Excerpted text Start Marker

If you think your company is too big for culture change, take a look at George Taylor and Cardinal Health. Get going.
Health care is one of the most difficult environments in which to discuss customers and customer experience. First providers won’t acknowledge we are customers; they call us patients. That is definitely a misnomer. When you feel bad, you are anything but ‘patient’.
With so many negative images of health care, I want to highlight an agent of change within this sector: George
Taylor, the Vice President of Customer Excellence at Cardinal Health website. Cardinal the $95B health care services giant that currently sits at number 19 on the Fortune 500 list has a customer experience leader like no other.
One of the customer experience movement’s original advocates, George initiated customer experience at Cardinal in response to seeing accounts regularly turning over. When your clients are as big as Cardinal’s are, defection of even one could result in $100M in lost revenues.
Without a doubt, George made a bold move attempting to take Cardinal from a Goliath-type company focused on operational excellence to a more interactive, customer-centric company. But Cardinal’s mantra became: “Do the right thing by our customers,” and it worked. That attitude has been adopted by and now permeates every function of their 20+ business units. It’s even become an over-arching theme at their investor meetings.

Excerpted text End Marker
Provided information Start Marker

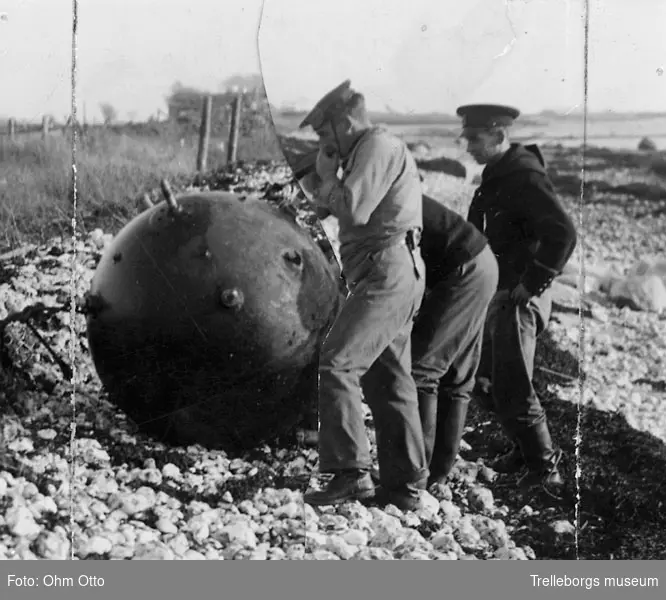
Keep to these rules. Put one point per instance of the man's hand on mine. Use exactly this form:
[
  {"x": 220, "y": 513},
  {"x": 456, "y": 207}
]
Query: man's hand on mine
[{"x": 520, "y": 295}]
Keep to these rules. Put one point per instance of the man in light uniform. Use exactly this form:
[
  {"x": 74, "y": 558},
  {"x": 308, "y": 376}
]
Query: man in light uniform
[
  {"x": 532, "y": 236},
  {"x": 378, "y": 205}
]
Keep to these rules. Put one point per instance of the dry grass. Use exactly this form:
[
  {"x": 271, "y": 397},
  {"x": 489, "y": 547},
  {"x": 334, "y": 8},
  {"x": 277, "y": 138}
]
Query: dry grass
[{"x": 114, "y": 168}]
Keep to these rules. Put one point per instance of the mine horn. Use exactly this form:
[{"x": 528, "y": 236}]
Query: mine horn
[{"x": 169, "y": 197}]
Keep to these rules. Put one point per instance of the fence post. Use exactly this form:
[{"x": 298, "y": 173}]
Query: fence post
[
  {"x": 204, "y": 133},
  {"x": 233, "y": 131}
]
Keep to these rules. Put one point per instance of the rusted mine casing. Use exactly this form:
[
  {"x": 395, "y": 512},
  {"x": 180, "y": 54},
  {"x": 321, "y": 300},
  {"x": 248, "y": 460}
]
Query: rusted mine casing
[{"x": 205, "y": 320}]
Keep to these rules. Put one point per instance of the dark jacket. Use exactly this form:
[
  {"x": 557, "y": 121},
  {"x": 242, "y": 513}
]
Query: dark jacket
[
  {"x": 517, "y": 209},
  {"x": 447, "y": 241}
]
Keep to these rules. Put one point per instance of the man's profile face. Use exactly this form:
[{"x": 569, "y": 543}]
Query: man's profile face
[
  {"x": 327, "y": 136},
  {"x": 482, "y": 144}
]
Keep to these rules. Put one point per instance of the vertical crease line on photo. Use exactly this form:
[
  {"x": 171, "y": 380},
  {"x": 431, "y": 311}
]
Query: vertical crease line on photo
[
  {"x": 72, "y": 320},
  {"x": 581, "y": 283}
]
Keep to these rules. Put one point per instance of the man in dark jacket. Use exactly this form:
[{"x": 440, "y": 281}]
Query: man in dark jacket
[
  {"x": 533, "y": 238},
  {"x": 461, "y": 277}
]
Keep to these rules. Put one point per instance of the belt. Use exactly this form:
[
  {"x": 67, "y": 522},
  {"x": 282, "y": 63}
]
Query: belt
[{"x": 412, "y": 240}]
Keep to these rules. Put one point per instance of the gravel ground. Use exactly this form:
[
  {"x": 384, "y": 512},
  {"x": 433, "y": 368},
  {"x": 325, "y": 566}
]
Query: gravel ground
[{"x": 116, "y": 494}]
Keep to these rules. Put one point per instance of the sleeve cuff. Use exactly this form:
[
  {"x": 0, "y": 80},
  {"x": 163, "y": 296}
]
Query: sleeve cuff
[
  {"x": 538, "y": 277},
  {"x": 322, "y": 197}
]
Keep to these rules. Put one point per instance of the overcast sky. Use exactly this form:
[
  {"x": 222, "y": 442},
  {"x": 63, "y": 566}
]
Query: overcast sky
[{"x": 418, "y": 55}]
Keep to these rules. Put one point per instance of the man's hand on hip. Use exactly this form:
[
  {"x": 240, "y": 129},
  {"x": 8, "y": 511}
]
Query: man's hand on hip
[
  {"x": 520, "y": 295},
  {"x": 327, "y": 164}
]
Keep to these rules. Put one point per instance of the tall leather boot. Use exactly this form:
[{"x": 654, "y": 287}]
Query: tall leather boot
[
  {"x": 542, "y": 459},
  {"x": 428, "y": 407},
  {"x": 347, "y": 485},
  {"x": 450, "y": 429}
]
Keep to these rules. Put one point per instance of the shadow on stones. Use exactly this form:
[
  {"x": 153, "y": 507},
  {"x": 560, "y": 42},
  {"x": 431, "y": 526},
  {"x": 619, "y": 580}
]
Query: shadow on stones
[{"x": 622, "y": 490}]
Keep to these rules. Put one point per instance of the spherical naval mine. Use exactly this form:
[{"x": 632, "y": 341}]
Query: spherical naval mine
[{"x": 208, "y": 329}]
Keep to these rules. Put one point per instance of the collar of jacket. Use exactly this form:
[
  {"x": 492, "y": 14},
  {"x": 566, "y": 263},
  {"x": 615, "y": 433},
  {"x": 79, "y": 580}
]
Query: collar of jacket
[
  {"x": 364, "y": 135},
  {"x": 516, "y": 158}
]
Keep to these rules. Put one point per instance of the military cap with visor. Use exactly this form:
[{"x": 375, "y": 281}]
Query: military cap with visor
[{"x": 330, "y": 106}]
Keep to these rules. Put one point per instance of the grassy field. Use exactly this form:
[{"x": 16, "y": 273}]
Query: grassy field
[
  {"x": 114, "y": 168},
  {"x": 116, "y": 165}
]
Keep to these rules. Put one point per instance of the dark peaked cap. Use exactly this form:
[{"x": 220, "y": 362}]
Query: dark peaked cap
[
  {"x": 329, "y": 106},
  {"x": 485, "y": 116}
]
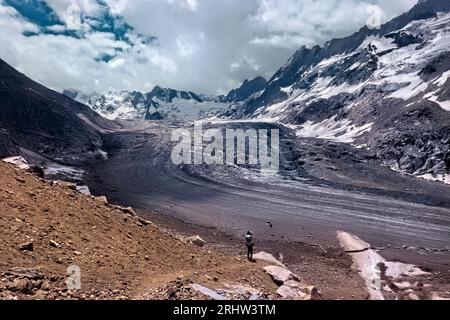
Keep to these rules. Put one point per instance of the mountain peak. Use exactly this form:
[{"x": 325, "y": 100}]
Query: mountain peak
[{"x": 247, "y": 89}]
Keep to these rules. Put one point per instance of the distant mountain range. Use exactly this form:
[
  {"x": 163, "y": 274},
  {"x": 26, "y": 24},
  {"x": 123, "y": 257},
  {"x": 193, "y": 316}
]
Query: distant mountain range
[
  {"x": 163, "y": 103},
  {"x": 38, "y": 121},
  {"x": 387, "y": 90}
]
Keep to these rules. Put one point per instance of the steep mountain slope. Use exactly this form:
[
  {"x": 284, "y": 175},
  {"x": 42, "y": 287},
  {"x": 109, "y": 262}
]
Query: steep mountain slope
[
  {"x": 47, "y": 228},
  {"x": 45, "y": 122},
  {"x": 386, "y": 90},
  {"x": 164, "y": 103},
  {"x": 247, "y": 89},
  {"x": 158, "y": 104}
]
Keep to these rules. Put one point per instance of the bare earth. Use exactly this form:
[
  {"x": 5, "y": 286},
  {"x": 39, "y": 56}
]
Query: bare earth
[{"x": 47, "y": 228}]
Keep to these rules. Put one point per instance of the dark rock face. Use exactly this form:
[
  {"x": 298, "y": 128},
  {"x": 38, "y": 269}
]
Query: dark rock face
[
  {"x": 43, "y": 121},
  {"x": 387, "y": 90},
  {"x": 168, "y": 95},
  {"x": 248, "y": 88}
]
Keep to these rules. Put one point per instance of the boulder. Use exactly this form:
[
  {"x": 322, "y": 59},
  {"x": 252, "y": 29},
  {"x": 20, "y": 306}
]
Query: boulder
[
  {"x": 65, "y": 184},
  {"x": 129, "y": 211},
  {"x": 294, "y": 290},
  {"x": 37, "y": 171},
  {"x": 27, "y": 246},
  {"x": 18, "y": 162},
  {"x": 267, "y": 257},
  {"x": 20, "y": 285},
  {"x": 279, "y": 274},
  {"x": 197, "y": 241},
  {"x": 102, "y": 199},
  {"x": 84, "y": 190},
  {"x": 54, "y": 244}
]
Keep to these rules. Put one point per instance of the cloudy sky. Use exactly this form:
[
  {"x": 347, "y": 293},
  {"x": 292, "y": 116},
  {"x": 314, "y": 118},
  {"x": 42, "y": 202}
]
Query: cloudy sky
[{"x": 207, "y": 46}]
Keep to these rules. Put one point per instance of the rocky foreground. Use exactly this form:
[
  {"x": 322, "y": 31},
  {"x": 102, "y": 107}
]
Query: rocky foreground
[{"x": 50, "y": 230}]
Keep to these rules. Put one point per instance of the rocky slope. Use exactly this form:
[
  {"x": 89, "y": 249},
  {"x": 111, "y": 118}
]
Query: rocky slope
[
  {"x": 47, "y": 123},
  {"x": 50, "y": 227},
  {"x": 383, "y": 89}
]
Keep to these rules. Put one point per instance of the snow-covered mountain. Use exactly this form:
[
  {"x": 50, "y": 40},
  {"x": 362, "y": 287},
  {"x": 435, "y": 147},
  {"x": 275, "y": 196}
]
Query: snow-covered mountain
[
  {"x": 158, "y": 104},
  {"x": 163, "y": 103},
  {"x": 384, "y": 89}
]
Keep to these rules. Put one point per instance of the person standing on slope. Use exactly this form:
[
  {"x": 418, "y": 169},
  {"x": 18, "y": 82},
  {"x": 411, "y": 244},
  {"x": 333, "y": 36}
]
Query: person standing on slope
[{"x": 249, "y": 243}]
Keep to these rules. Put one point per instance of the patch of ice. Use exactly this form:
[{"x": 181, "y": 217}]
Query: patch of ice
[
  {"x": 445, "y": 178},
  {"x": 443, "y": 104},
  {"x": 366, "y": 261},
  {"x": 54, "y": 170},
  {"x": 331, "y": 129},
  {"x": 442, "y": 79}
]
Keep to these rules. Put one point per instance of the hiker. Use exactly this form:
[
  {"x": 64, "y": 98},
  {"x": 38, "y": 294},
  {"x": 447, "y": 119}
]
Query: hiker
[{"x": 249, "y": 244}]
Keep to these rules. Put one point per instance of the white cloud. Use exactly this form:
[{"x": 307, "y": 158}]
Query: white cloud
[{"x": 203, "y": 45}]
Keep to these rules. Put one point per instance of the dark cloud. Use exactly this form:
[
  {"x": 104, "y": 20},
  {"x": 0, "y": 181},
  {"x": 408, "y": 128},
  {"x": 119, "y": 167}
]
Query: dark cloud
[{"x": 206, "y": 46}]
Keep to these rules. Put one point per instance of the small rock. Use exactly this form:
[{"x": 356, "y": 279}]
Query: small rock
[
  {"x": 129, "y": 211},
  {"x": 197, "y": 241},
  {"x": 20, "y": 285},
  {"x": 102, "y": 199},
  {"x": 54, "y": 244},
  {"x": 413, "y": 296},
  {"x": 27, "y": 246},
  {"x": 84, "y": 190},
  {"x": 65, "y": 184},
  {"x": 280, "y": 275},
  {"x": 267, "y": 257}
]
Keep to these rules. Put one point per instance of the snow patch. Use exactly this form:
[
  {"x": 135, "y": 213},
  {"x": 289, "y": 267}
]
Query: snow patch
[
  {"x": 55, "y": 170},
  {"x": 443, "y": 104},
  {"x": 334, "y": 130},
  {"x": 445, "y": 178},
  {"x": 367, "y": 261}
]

Provided information End Marker
Provided information Start Marker

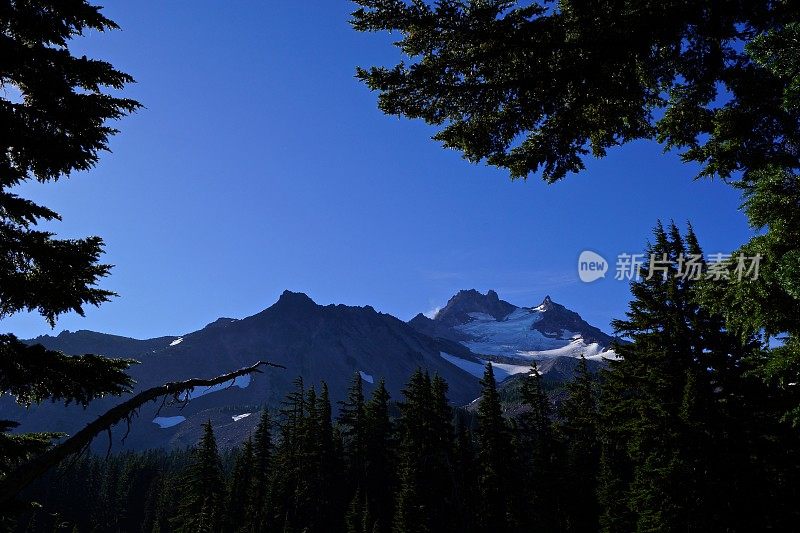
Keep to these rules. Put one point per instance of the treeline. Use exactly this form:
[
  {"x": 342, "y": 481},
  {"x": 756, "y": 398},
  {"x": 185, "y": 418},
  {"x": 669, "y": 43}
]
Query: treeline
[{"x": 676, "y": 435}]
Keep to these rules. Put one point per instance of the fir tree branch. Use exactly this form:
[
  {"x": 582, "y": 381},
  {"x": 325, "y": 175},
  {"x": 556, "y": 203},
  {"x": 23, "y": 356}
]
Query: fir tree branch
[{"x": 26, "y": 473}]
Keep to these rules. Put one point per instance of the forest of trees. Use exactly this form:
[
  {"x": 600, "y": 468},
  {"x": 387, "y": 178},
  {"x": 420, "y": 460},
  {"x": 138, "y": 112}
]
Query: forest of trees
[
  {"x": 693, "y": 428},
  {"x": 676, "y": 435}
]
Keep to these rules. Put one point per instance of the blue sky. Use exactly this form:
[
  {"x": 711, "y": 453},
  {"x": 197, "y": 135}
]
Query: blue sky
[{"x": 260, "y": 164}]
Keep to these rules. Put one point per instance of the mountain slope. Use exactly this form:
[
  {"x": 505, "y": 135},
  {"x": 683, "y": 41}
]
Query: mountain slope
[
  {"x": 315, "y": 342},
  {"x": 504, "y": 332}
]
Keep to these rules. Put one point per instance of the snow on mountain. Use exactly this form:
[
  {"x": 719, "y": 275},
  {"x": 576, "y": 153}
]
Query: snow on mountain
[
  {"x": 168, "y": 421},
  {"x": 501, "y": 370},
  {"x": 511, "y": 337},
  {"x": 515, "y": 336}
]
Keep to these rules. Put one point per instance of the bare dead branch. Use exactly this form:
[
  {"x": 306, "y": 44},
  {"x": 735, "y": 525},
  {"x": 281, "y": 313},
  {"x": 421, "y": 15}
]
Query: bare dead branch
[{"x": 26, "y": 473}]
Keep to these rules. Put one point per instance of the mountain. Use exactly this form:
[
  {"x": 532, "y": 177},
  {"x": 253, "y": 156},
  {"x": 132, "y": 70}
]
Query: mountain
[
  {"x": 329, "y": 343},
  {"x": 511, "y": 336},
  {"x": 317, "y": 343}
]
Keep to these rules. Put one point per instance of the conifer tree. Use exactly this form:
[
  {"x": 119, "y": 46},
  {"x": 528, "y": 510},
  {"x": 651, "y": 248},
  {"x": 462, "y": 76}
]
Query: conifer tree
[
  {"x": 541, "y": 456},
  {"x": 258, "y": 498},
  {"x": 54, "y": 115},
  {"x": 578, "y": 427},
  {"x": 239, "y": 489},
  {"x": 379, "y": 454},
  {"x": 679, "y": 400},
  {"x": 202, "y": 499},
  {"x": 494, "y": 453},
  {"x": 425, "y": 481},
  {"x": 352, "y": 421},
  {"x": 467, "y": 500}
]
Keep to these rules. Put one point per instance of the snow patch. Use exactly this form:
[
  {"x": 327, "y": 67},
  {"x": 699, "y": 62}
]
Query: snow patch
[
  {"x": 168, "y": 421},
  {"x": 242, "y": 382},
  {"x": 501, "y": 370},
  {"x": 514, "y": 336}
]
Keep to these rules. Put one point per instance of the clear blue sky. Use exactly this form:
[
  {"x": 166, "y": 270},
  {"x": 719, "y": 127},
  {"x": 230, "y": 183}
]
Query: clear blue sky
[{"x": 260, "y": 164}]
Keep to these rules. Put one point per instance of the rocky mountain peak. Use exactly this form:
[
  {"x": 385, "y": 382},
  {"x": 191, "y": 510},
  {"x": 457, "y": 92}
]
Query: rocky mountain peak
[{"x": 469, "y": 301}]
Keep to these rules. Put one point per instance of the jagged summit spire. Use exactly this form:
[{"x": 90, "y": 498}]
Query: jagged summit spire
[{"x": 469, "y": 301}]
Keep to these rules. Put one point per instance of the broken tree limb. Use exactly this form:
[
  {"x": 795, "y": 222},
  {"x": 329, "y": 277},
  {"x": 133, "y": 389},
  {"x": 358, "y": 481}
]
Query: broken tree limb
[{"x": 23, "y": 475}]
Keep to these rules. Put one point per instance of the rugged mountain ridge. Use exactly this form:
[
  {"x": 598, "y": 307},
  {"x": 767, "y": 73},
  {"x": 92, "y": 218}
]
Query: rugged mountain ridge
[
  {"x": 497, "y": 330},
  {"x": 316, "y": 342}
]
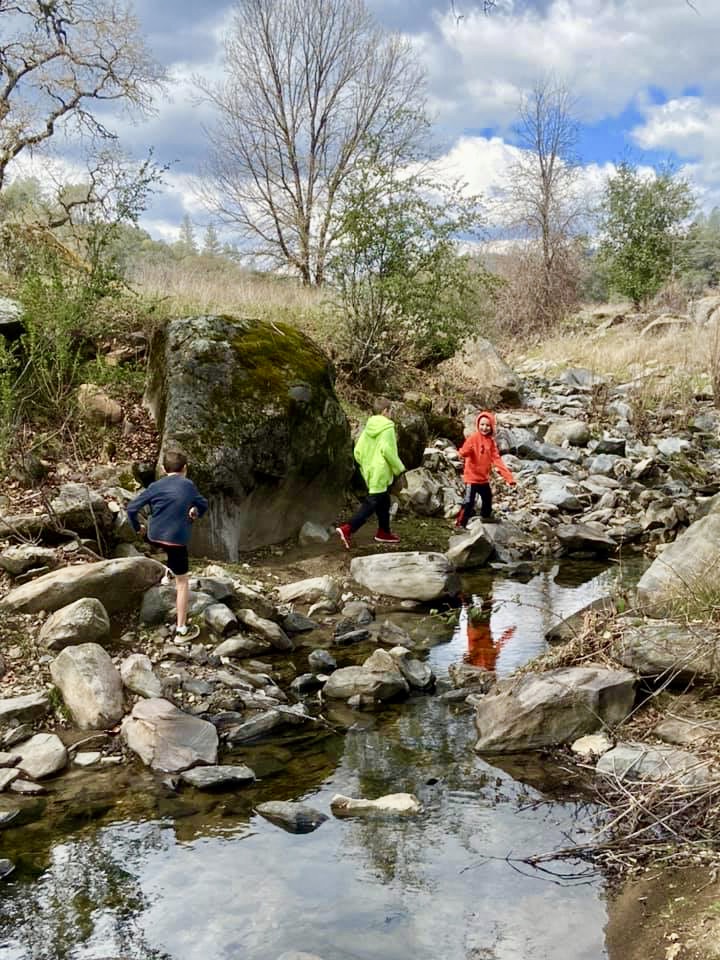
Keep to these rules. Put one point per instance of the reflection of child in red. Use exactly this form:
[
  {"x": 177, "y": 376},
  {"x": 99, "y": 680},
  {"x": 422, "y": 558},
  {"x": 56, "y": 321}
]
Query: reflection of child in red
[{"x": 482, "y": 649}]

Provided information End Marker

### Tasks and exercises:
- a) Answer from the Cardinal Health text:
(i) What is George Taylor's title at Cardinal Health?
(ii) Where does Cardinal sit on the Fortune 500 list?
(iii) How much in lost revenues could the defection of even one client result in?
- b) Copy the Cardinal Health text word for word, starting at the words "One of the customer" and stopping after the words "in lost revenues.".
These rows have no connection to the Cardinal Health text.

### Answers below:
- a)
(i) Vice President of Customer Excellence
(ii) Number 19
(iii) $100M

- b)
One of the customer experience movement’s original advocates, George initiated customer experience at Cardinal in response to seeing accounts regularly turning over. When your clients are as big as Cardinal’s are, defection of even one could result in $100M in lost revenues.